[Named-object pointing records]
· · · ·

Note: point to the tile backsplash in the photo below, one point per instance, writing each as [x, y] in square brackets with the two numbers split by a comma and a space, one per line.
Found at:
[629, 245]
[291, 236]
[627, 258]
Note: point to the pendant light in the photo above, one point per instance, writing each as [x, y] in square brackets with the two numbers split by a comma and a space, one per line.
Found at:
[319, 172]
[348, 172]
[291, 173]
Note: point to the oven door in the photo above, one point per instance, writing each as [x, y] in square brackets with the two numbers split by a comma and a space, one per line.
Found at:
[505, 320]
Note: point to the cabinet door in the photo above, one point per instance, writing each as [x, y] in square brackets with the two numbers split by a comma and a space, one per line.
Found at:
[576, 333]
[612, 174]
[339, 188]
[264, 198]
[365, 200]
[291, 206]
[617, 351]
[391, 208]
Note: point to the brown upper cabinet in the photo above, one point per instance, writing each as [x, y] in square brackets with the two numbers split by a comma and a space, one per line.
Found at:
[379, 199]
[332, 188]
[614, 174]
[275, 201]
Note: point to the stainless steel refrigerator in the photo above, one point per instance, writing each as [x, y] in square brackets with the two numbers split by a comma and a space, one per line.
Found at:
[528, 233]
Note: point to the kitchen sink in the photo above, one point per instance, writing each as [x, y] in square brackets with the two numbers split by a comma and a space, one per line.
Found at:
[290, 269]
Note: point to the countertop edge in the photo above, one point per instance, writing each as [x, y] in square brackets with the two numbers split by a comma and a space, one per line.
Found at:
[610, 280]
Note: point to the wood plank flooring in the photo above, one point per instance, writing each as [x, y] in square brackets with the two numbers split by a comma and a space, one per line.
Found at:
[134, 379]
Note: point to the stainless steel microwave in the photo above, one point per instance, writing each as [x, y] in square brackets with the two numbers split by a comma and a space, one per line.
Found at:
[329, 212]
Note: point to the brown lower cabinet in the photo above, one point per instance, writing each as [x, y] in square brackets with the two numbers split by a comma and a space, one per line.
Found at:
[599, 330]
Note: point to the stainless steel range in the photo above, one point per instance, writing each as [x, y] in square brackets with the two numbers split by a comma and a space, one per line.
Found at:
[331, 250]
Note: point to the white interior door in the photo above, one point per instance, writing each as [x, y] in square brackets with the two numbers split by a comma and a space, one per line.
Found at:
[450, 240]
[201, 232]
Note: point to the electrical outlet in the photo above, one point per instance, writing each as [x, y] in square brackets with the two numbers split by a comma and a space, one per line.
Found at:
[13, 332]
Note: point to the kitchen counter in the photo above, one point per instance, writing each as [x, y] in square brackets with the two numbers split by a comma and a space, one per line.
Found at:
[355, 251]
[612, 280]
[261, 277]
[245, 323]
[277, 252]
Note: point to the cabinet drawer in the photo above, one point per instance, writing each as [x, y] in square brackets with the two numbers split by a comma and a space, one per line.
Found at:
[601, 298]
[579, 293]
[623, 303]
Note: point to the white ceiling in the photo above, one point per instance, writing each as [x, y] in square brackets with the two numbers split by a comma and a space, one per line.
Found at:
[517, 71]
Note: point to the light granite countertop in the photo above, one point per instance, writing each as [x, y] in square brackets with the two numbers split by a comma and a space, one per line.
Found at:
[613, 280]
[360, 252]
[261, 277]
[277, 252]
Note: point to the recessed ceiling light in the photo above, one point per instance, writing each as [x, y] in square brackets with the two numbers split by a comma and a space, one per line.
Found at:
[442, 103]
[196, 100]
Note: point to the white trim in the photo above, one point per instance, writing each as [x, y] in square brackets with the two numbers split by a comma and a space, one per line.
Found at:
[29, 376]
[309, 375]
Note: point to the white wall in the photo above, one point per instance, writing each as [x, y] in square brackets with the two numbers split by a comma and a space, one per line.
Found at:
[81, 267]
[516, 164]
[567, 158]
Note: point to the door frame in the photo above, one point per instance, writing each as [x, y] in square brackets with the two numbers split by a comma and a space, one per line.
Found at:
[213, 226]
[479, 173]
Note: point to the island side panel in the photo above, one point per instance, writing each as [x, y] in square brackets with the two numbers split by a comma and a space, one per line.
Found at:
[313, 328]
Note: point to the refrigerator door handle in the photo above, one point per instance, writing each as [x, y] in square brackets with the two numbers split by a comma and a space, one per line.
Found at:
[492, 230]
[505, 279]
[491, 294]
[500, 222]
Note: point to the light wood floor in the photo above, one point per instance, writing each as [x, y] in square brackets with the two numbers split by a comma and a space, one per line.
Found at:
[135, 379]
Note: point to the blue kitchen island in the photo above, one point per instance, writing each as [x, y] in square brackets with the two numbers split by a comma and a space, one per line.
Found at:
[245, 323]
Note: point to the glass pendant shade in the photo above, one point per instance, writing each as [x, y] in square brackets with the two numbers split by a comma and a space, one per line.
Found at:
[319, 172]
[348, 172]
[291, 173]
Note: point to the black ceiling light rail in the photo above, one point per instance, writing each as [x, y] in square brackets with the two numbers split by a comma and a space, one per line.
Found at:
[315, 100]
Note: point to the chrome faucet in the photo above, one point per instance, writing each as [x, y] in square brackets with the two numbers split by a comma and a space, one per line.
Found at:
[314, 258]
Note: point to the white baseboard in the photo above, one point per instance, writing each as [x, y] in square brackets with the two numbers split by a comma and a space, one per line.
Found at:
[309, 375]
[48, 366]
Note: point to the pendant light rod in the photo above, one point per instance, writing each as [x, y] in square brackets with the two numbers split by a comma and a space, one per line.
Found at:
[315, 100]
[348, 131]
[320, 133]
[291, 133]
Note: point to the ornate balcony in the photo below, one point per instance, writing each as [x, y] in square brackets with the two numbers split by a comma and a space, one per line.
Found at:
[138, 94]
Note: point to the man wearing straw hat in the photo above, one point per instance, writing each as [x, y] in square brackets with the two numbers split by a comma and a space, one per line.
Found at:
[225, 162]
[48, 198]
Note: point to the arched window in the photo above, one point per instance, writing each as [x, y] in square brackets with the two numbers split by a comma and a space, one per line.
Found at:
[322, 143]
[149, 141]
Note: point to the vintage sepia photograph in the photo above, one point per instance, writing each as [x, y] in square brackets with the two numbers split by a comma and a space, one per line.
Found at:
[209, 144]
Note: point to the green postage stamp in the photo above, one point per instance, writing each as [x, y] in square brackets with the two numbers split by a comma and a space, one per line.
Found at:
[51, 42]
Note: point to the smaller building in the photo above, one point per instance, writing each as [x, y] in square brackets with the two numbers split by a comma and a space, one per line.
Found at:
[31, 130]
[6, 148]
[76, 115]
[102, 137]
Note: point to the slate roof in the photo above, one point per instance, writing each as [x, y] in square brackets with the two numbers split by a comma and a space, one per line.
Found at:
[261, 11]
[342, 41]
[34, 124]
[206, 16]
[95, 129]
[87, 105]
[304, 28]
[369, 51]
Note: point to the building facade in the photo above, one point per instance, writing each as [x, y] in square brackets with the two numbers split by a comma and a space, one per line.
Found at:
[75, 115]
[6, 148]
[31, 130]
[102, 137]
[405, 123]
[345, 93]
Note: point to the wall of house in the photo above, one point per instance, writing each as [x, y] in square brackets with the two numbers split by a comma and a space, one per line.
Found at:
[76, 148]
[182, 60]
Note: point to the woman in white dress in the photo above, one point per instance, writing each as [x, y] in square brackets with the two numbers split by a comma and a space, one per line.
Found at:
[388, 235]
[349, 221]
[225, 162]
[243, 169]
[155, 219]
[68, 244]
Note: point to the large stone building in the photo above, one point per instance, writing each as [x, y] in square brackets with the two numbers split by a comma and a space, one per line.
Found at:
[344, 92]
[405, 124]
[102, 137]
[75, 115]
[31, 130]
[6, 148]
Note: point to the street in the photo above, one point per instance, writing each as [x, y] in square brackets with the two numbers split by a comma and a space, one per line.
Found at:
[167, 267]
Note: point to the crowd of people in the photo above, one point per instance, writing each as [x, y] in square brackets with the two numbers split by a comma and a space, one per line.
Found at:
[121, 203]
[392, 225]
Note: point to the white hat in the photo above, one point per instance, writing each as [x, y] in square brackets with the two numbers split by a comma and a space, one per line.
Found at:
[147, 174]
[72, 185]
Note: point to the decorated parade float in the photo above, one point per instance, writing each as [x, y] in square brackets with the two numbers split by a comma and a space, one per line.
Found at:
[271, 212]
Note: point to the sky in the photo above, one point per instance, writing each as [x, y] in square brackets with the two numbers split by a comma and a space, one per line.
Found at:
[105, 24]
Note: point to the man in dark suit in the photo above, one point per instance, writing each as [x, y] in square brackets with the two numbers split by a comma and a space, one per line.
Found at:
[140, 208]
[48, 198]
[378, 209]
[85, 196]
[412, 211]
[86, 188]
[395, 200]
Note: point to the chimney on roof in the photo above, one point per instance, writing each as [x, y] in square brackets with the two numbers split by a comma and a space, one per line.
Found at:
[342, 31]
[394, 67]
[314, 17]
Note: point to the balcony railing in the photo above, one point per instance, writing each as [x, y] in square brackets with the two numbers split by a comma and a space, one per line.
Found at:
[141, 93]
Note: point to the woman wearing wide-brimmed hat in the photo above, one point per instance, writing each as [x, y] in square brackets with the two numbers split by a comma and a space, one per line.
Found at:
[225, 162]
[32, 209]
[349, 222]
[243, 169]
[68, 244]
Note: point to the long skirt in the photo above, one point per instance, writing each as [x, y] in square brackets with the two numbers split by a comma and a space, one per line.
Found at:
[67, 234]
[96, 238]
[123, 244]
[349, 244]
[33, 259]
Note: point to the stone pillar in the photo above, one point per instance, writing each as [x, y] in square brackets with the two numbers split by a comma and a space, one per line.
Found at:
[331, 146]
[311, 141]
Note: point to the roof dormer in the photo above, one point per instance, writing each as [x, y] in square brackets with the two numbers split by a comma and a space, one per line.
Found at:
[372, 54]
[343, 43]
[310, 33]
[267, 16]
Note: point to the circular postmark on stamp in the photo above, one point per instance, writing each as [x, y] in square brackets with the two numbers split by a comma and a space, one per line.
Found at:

· · · ·

Your task:
Write out exactly the final stretch of the records: the line containing "Note: point to the roof" and every line after it, through the last, and nothing else.

Result below:
Note: point to the roof dormer in the photo above, one point per instance, writing each as [x, y] in square brackets with the two numbers split by a comma and a space, one per line.
Found at:
[372, 54]
[343, 43]
[310, 33]
[267, 16]
Note: point to the circular postmark on stamp in the photo above, one point per instance, writing each as [x, y] in square brackets with the two numbers split by a comma and a space, one per line.
Found at:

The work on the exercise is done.